• **Data listing**
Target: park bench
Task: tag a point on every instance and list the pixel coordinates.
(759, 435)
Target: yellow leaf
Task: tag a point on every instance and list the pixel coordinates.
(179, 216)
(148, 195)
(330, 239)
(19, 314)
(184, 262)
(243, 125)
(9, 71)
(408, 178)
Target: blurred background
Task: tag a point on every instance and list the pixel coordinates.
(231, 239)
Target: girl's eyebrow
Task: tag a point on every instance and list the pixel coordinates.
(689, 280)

==

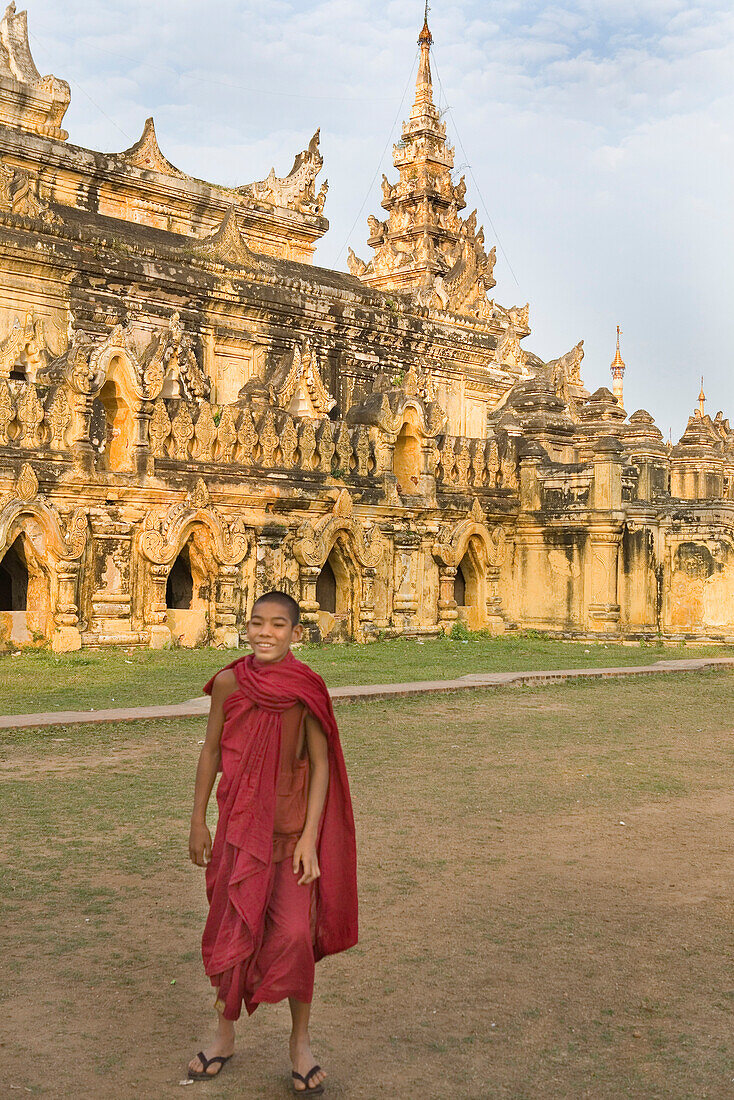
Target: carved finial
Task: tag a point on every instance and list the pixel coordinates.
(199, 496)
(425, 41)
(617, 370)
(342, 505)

• **Task goal**
Please extract every line of the material above that contains the word "Target", copying each line unchanged.

• **Solution for this task**
Target: park bench
Target: yellow leaf
Target: blurred background
Target: girl's eyebrow
Target: carved finial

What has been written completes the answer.